**REQUIRED ACTION:**
Give the records again in full, exactly as they are.

BEGIN RECORDS FOR THIS EXERCISE

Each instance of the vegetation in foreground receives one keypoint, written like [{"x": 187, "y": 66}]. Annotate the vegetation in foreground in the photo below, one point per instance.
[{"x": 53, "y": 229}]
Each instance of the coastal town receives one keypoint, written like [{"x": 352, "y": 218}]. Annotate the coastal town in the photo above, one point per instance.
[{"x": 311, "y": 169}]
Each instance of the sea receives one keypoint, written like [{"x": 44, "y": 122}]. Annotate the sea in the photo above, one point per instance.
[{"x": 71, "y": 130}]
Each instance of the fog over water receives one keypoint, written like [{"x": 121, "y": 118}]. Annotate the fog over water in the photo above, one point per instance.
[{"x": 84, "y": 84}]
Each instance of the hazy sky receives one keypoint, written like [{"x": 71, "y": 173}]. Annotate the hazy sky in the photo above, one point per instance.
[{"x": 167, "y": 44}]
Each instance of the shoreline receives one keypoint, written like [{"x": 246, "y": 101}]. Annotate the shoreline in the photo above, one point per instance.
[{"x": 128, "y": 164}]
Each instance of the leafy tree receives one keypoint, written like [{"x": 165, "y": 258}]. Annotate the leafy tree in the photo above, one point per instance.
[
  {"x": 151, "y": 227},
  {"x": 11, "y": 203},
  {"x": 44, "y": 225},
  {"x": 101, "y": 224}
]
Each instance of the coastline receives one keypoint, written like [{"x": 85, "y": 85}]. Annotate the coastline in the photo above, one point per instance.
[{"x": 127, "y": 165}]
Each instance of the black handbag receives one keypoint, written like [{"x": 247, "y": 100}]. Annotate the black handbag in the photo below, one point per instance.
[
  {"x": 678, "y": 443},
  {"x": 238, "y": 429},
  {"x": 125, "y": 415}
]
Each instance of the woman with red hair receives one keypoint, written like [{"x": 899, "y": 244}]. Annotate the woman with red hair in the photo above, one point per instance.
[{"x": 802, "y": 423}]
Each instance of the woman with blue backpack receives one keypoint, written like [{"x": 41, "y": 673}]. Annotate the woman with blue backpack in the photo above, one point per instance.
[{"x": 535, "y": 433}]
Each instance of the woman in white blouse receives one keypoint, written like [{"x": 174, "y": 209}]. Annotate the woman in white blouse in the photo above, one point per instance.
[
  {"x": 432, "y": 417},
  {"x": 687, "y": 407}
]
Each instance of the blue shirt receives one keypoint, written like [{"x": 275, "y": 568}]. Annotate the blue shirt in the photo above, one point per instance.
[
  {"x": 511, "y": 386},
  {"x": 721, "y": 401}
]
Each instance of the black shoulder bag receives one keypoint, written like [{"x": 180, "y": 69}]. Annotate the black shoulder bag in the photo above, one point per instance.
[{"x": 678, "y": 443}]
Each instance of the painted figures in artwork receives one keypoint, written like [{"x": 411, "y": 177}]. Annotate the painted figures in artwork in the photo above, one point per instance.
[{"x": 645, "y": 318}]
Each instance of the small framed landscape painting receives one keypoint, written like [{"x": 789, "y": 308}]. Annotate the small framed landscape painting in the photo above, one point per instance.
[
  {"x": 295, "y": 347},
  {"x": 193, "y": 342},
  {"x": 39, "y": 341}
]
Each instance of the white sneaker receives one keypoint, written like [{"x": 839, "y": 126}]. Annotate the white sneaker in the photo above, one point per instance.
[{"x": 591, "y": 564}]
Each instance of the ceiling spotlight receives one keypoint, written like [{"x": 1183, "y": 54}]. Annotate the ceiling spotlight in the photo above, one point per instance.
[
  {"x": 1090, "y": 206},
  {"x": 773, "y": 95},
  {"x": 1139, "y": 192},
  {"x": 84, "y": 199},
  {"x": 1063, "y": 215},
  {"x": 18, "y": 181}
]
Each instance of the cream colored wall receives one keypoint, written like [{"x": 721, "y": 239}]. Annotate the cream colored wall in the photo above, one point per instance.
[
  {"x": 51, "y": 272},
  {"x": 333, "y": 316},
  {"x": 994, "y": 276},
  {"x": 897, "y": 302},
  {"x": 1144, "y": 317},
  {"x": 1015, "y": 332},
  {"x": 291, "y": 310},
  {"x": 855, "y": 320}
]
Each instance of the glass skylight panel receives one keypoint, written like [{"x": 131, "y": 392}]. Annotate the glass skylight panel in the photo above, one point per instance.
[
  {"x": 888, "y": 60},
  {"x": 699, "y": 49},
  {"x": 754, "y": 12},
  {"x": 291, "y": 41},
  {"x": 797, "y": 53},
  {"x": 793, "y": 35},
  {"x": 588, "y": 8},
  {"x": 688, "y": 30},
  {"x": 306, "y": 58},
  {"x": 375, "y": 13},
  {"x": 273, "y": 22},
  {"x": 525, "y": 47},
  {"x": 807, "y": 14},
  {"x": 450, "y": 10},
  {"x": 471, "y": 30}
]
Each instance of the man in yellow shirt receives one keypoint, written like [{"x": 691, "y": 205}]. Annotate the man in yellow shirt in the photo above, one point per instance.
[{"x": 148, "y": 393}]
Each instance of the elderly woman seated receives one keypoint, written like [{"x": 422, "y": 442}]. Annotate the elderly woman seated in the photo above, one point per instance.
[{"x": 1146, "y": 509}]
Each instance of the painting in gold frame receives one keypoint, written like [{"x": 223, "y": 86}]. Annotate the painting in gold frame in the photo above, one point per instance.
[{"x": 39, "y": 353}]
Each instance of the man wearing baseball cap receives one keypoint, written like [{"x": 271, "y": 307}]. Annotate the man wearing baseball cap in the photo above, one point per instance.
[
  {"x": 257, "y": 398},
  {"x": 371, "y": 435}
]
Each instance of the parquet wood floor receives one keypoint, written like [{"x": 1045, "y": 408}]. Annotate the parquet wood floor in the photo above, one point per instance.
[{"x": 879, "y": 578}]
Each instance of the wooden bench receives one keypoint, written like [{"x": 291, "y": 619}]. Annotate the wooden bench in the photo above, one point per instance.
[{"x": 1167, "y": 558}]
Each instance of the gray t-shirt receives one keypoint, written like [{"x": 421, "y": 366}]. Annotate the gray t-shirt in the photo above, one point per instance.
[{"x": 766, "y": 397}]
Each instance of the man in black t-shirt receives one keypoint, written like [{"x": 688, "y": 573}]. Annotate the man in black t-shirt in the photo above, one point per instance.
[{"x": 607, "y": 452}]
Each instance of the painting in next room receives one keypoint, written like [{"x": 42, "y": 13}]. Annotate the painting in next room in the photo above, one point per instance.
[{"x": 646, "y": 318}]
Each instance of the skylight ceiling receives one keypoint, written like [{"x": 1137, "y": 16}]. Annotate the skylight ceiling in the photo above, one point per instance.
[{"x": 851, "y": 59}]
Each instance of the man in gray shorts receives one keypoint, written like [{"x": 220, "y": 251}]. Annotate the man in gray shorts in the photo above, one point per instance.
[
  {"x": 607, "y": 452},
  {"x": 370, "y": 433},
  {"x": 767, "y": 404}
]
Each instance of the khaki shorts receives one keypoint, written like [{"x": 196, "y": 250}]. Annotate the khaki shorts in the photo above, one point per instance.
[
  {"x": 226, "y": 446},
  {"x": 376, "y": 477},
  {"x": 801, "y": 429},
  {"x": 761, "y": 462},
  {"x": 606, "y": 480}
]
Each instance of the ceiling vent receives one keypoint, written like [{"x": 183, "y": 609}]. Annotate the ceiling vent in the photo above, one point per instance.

END RECORDS FOR THIS EXERCISE

**RESULT FOR THIS TASK:**
Each instance of the vegetation in foreground receives one keypoint, written like [{"x": 187, "y": 66}]. Annotate the vegetation in foreground in the photo below, one point per instance.
[{"x": 53, "y": 229}]
Each instance of the coastal town receives one keypoint, written like [{"x": 352, "y": 218}]. Annotate the coastal town in the photo above, one point per instance.
[{"x": 311, "y": 169}]
Each instance of the sea receives one keypoint, written like [{"x": 44, "y": 122}]. Annotate the sea in the photo above, one point per instance.
[{"x": 71, "y": 130}]
Each instance of the fog over water receives one keypoint, written like [{"x": 121, "y": 118}]. Annotate the fog over water in the photo above, one point per instance.
[{"x": 84, "y": 84}]
Each instance of the hazy sky receives one keypoint, written like [{"x": 71, "y": 173}]. Annotate the hazy sky in the photo above, one point per instance.
[{"x": 167, "y": 44}]
Each instance of the shoreline receives one keypoint, written like [{"x": 246, "y": 101}]. Annotate the shoreline in the photo above, one point per instance.
[{"x": 128, "y": 164}]
Each instance of the leafy tree receives one keypoint, written like [{"x": 165, "y": 258}]. Annotate the leafy tree in the photo above, one point per instance.
[
  {"x": 151, "y": 227},
  {"x": 11, "y": 203},
  {"x": 44, "y": 225},
  {"x": 101, "y": 224}
]
Each instance of the coastline receives one keypoint, written like [{"x": 85, "y": 85}]. Annotate the coastline in the photo above, one point per instance.
[{"x": 127, "y": 165}]
Each instance of the black handbag receives one keypoint, written like [{"x": 247, "y": 100}]. Annotate the black handbag in the photo below, one point per instance.
[
  {"x": 678, "y": 443},
  {"x": 238, "y": 429},
  {"x": 125, "y": 415}
]
Each instance of the woman with red hair receives one keypoint, written like [{"x": 899, "y": 244}]. Annotate the woman with red hair in the photo above, one point per instance.
[{"x": 802, "y": 423}]
Each instance of the woman with blue backpack receives one keypoint, written like [{"x": 41, "y": 673}]. Annotate the woman with blue backpack in the photo above, one point per instance.
[{"x": 535, "y": 433}]
Each instance of the woman in white blouse receives one keypoint, written like [{"x": 174, "y": 209}]. Annotate the woman in white blouse in the photo above, one point per instance.
[
  {"x": 432, "y": 417},
  {"x": 687, "y": 407}
]
Each instance of the blue shirt receives one keypoint, written like [{"x": 275, "y": 568}]. Annotate the blue shirt in the photo above, one point per instance.
[
  {"x": 511, "y": 386},
  {"x": 721, "y": 401}
]
Each instance of the black shoulder bag receives one keypoint, written like [{"x": 180, "y": 69}]. Annotate the black shoulder bag in the photo above, one point per instance.
[{"x": 678, "y": 443}]
Each instance of the painted figures in artwork receives one keypoint, written like [{"x": 411, "y": 177}]. Annotate the painted figures in artwork in the photo above, one point per instance.
[{"x": 645, "y": 318}]
Each instance of the small framed landscape painting receives one keypoint, written like [{"x": 789, "y": 308}]. Annotate the small framed landscape painting in the photo above, one point per instance.
[
  {"x": 295, "y": 347},
  {"x": 193, "y": 342},
  {"x": 39, "y": 341}
]
Each instance of the white sneaker receives one keypoint, written like [{"x": 839, "y": 126}]. Annotate the white sneaker in the photo above, one point per instance.
[{"x": 591, "y": 564}]
Each instance of the ceiling spotlight receives one keypoint, written like [{"x": 1183, "y": 54}]. Annotate the ceiling spotlight in the photo above, one point per instance.
[
  {"x": 1090, "y": 206},
  {"x": 773, "y": 95},
  {"x": 1139, "y": 192},
  {"x": 84, "y": 199},
  {"x": 1063, "y": 215},
  {"x": 18, "y": 181}
]
Each instance of the cream colored wall receives one keypoint, written like [{"x": 721, "y": 239}]. Annotate the cream colored wall in the photo above, one point per instance.
[
  {"x": 51, "y": 272},
  {"x": 333, "y": 316},
  {"x": 994, "y": 276},
  {"x": 897, "y": 302},
  {"x": 1144, "y": 317},
  {"x": 1015, "y": 332},
  {"x": 291, "y": 310},
  {"x": 855, "y": 320}
]
Each instance of the glass skylight panel receives one keypoint, written like [{"x": 131, "y": 392}]. Annotate the glass skylight panel in the photo above, one point per instance.
[
  {"x": 888, "y": 60},
  {"x": 699, "y": 49},
  {"x": 754, "y": 12},
  {"x": 291, "y": 41},
  {"x": 797, "y": 53},
  {"x": 793, "y": 35},
  {"x": 588, "y": 8},
  {"x": 688, "y": 30},
  {"x": 306, "y": 58},
  {"x": 375, "y": 13},
  {"x": 273, "y": 22},
  {"x": 525, "y": 47},
  {"x": 807, "y": 14},
  {"x": 450, "y": 10},
  {"x": 471, "y": 30}
]
Each instance of the man in yellow shirt receives one keypoint, written like [{"x": 691, "y": 205}]. Annotate the man in yellow shirt in the photo above, one point per instance.
[{"x": 148, "y": 393}]
Each instance of the elderly woman seated receives one keypoint, written like [{"x": 422, "y": 442}]. Annotate the elderly woman seated in the photo above, one point per instance.
[{"x": 1146, "y": 509}]
Each instance of the painting in gold frame receives one keypoint, written like [{"x": 223, "y": 86}]. Annotate the painting in gold frame in the photo above, one point per instance.
[{"x": 39, "y": 353}]
Each instance of the man wearing baseball cap receives one keypoint, written like [{"x": 271, "y": 307}]. Annotate the man wearing baseball cap in the photo above, one point per instance.
[
  {"x": 257, "y": 398},
  {"x": 371, "y": 435}
]
Each instance of the parquet wood floor receives one keypoint, written like [{"x": 1045, "y": 408}]. Annotate the parquet wood floor in the photo above, one point per instance.
[{"x": 879, "y": 578}]
Each instance of the wooden bench receives one keypoint, written like [{"x": 291, "y": 619}]. Annotate the wooden bench in the photo above, one point per instance.
[{"x": 1167, "y": 558}]
Each instance of the gray t-shirt receives one keypoint, written like [{"x": 421, "y": 366}]. Annotate the gray t-shirt in the photo above, one point per instance.
[{"x": 766, "y": 397}]
Each instance of the man in black t-shirt receives one keypoint, written like [{"x": 688, "y": 573}]. Annotate the man in black t-shirt in the photo above, one point per instance.
[{"x": 607, "y": 452}]
Each instance of the painting in next room receives one keypoint, written like [{"x": 42, "y": 13}]. Annotate the painting in next room in the photo above, one point per instance.
[{"x": 646, "y": 318}]
Each instance of the skylight ceiling receives one keypoint, written like [{"x": 1137, "y": 16}]. Annotate the skylight ceiling in the photo above, one point per instance.
[{"x": 851, "y": 59}]
Each instance of the man in gray shorts receives one keypoint, written like [{"x": 220, "y": 251}]. Annotate the man in gray shorts in the photo above, one point per instance.
[
  {"x": 607, "y": 452},
  {"x": 370, "y": 433},
  {"x": 767, "y": 404}
]
Each instance of the khaki shorts receives one keypoint, written like [{"x": 196, "y": 250}]. Annotate the khaki shorts in the photo above, one point per instance.
[
  {"x": 226, "y": 446},
  {"x": 376, "y": 477},
  {"x": 801, "y": 429},
  {"x": 761, "y": 462},
  {"x": 606, "y": 480}
]
Each instance of the ceiling vent receives one keypoint, written like [{"x": 183, "y": 609}]. Annotate the ceiling vent in the photo above, one point per instance.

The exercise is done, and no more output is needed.